ACTIVIDAD 1:
Enumera las hormonas que se nombran en el texto sobre el hambre emocional.
ACTIVIDAD 2:
Por favor, reproduce literalmente el pasaje del texto sobre el hambre emocional que va desde "Entendiendo el hambre" hasta "va más allá.", ambos incluidos.
ACTIVIDAD 3:
Prosigue el texto sobre el hambre emocional a partir de su última oración.

---- FRAGMENTO DEL TEXTO

Entendiendo el hambre emocional
Además, cabe recurrir a otra realidad que a veces se confunde al hablar de hambre emocional: tener hambre no es una emoción. Al contrario de lo que puede pasar con conceptos como aversión, felicidad, sorpresa, ira, miedo o tristeza, el hambre no es una emoción.
Todas ellas catalogadas dentro de lo que consideran las emociones básicas, según el trabajo del psicólogo estadounidense Paul Ekman. Por este motivo, cabe la puntualización de comprender que no se trata de una respuesta fisiológica ni un estado de ánimo, sino de algo que va más allá.
Que el hambre no sea una emoción no quiere decir que no influya en nuestro estado de ánimo. Hay evidencias que avalan que el hambre puede provocar cambios emocionales tales como ansiedad, cansancio o irritabilidad. No obstante, todas ellas tienen que ver con reacciones orgánicas en la secreción de hormonas. Es lo que sucede, por ejemplo, con el cortisol, con la leptina o con la grelina.
Sin embargo, de lo que se habla al referirse al término hambre emocional es a una necesidad de comer particular. Siempre de manera impulsiva o incontrolada, que no tiene que ver con la sensación de hambre. De esta manera, lo que se busca es llenar un ‘vacío’ que se ha generado por circunstancia conflictiva y afectiva, a base de comida.
Las ‘dianas’ del hambre emocional
La cuestión es comprobar cómo identificar el hambre emocional y, sobre todo, cómo llegar a controlarla. En este sentido, conviene ser conscientes de que comemos sin sentir hambre fisiológica. Una pista a posteriori es la que nos dará el sentimiento de culpa, provocando esta sensación tras el atracón. De este modo, el hambre emocional se sostiene en el tiempo cuando la persona comprueba que el gesto ha sido inútil.

--------
---- INFORMACIÓN PROPORCIONADA

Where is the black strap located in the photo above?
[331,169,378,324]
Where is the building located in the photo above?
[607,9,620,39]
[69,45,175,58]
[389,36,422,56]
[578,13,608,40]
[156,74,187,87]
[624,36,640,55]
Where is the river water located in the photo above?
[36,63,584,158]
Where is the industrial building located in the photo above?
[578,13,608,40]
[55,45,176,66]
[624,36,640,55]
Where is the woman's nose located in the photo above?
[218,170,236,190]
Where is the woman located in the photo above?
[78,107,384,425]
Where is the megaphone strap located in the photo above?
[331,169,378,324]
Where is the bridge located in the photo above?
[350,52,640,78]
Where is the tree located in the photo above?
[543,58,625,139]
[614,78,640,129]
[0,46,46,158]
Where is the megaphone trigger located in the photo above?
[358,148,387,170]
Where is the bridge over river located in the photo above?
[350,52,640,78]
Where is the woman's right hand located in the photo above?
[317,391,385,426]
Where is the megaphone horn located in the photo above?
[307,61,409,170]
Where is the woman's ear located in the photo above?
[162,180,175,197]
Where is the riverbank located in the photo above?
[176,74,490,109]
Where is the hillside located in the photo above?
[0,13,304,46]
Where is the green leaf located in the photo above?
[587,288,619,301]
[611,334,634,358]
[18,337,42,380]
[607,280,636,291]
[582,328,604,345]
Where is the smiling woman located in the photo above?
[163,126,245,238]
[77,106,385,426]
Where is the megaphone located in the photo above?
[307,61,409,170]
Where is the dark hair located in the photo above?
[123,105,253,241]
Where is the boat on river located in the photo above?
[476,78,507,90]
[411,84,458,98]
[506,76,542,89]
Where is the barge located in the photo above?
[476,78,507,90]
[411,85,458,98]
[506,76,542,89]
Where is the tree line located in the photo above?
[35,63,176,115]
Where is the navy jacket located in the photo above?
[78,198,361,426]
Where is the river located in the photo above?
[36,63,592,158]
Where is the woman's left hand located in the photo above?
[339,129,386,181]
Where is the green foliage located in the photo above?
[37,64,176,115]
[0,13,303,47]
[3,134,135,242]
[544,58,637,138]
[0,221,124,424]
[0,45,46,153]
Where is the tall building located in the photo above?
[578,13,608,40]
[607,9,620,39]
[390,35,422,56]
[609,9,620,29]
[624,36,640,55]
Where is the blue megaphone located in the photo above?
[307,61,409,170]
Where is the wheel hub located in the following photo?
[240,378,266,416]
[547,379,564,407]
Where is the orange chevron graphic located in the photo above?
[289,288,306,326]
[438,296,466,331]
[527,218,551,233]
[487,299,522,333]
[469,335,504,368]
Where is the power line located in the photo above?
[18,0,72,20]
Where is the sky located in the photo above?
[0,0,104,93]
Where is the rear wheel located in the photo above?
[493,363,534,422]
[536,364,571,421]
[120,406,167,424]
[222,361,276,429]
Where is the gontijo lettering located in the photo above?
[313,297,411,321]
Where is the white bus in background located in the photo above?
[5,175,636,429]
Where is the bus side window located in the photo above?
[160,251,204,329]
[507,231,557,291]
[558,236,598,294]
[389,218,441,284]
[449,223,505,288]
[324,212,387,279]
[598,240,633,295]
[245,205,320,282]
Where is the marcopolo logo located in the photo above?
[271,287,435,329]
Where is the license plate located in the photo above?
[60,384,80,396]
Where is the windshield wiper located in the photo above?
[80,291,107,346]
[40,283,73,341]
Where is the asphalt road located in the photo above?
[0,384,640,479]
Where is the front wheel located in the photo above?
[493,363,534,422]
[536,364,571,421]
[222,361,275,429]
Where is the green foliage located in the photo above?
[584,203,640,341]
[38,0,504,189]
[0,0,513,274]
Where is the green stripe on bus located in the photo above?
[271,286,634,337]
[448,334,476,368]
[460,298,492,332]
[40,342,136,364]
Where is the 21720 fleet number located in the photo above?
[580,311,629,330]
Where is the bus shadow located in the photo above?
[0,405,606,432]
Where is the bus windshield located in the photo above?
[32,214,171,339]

--------

RESPUESTA FINAL 1:
cortisol, leptina, grelina

RESPUESTA FINAL 2:
Entendiendo el hambre emocional
Además, cabe recurrir a otra realidad que a veces se confunde al hablar de hambre emocional: tener hambre no es una emoción. Al contrario de lo que puede pasar con conceptos como aversión, felicidad, sorpresa, ira, miedo o tristeza, el hambre no es una emoción.
Todas ellas catalogadas dentro de lo que consideran las emociones básicas, según el trabajo del psicólogo estadounidense Paul Ekman. Por este motivo, cabe la puntualización de comprender que no se trata de una respuesta fisiológica ni un estado de ánimo, sino de algo que va más allá.

RESPUESTA FINAL 3:
Como es habitual, el hambre emocional también ‘entiende’ y discrimina diferentes alimentos. Determinados alimentos específicos, generalmente ricos en azúcar añadido, grasas o carbohidratos suelen ser lo más frecuente en estos atracones. Snacks, fritos, chocolate, dulces forman así parte de estas incursiones a la nevera o a la despensa a costa de calorías vacías. Todo lo contrario a lo que se recomendaría con alimentos de alta densidad nutricional.
Cómo combatir el hambre emocional
El problema del hambre emocional, además de a una mala gestión de los sentimientos, también va aparejado a un doble factor. Por un lado, el fisiológico, al que repercute el consumo de alimentos de que deberían ser de ingesta ocasional y esporádica, suponiendo riesgos nutricionales. Por el otro, el mental donde comprobamos que estos atracones no están suponiendo ningún tipo de alivio. De esta forma, se aumenta la bola de nieve de culpa en la persona que lo sufre.
Lo malo, dentro de una situación ya de por sí nociva, es que el hambre emocional puede ser de muy largo recorrido. Quizá surgido durante la infancia o la adolescencia, este tipo de hambre puede haber pasado desapercibido durante años a la hora de hablar de la gestión de las emociones. Por este motivo, contrarrestarlo y ponerle cara ya en la edad adulta puede ser complicado. También y, sobre todo, doloroso al comprobar que lleva siendo una herramienta de evasión desde hace años.
Lo evidente para ponerle cara a esta situación es comprobar que se come de manera compulsiva, no buscando además ningún tipo de goce. A ello se suma esa sensación de culpa posterior, que no va asociada al alivio o la saciedad. Razón que hace que la intervención del hambre emocional no pase desde un perfil nutricional, sino desde un foco psicológico a través de terapia emocional o terapia cognitiva con profesionales de la salud mental.
También combatir estos episodios desde la práctica deportiva, que permite generar endorfinas —la llamada hormona de la felicidad— puede venir bien, además de aumentar el nivel de consciencia de cuándo incurrimos en el hambre emocional.